Exercise requirements :: Copy each of the entries below word for word, with no changes.

Information given ::
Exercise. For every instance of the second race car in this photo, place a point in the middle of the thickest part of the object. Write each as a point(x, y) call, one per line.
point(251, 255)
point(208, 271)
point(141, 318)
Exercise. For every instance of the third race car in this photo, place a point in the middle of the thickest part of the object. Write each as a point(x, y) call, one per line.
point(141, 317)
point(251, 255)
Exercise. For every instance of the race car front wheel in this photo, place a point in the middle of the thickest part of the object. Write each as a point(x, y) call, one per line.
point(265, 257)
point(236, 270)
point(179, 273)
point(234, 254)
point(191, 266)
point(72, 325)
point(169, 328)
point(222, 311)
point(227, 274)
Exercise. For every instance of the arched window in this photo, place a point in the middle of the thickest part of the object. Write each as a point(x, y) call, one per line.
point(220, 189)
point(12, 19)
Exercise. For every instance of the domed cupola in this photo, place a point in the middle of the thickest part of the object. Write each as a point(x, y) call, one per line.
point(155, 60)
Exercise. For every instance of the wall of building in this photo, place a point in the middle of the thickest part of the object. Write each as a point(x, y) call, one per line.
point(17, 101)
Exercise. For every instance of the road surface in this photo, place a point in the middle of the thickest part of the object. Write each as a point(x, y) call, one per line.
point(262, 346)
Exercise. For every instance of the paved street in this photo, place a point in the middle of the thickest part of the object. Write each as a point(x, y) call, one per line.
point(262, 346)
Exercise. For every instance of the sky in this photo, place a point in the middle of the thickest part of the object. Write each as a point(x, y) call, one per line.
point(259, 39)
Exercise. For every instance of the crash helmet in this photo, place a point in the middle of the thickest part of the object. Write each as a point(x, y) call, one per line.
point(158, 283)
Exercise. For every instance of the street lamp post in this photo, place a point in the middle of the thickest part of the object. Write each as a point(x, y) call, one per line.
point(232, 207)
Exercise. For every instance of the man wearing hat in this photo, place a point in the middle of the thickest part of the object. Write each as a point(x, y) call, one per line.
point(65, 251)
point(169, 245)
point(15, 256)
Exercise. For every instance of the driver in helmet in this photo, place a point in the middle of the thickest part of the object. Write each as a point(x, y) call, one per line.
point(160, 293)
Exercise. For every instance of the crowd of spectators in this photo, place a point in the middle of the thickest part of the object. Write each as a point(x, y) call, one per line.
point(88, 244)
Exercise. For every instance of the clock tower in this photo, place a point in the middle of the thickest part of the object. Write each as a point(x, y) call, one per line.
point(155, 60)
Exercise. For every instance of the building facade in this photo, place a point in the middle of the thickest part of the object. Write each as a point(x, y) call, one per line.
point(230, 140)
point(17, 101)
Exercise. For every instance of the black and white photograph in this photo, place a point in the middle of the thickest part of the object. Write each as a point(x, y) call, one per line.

Written answer ::
Exercise. For every instance of the second race car in this photo, place a point in the middle of the thickest part of the object. Write each as a point(x, y) call, one per line.
point(251, 255)
point(208, 271)
point(141, 318)
Exercise. For every instance of the third race car in this photo, place a point in the middle of the thickest part of the object. Write each as a point(x, y) call, one per line.
point(141, 317)
point(251, 255)
Exercise. For every instance of the race car front wheel in this photo, place a point in the middle of the thickest part of the object. Write each as a point(x, y) call, one per line.
point(265, 257)
point(236, 270)
point(179, 273)
point(234, 254)
point(191, 266)
point(72, 325)
point(169, 328)
point(222, 311)
point(227, 274)
Exercise. For every instance of the arched window in this photo, place a point in the middle of the thickest part of the object. Write each as a point(x, y) call, one per line.
point(220, 189)
point(12, 19)
Exercise. For every instance of the domed cupola in this photo, place a point in the middle of the thickest part of the object. Write each as a point(x, y) call, one per line.
point(155, 60)
Exercise. For every instance of the wall of building in this photo, place a point in the middle of the thickest part of the object. Write each as a point(x, y) call, one per line.
point(17, 101)
Exercise. For every instance of the road surface in this photo, place a point in the middle of the thickest part of the object. Write each as a point(x, y) call, one per line.
point(262, 346)
Exercise. For every instance of the paved street in this photo, place a point in the middle of the thickest part of the object. Write each as a point(x, y) call, one per line.
point(262, 346)
Exercise. For every instance of the sky in this photo, place a point in the middle of the thickest part of the object. Write each as a point(x, y) call, one per line.
point(259, 39)
Exercise. For every instance of the crash helmet in this photo, place a point in the middle of the thickest part of the object. Write each as a point(x, y) call, one per line.
point(158, 283)
Exercise. For every instance of the street lamp post in this photo, place a point in the middle of the thickest part of the object. Write each as a point(x, y) call, one per line.
point(232, 207)
Exercise. For every instance of the man wearing hat in this photo, place a point in the middle of the thickest part of the object. Write each as a point(x, y) call, one per line.
point(65, 251)
point(169, 245)
point(15, 256)
Exercise. For every instance of the driver in helmet in this photo, place a point in the middle of the thickest part of the object. Write each as a point(x, y) call, one per line.
point(160, 293)
Exercise. For every instance of the crowd of spectators in this photo, place a point in the middle of the thickest part of the object. Write each as a point(x, y) call, one per line.
point(88, 244)
Exercise. For every instance of the clock tower in this photo, place a point in the middle of the thickest part of the object. Write each as a point(x, y) call, one per line.
point(155, 60)
Exercise. For every instance of the building facade in this photo, place a point in the middle of the thickest part of the object. Write each as a point(x, y) call, one per line.
point(230, 140)
point(17, 101)
Exercise. For every instance of the black and white photograph in this photo, place a point in the middle of the thickest part of the object. Write each as a point(x, y) call, one per line.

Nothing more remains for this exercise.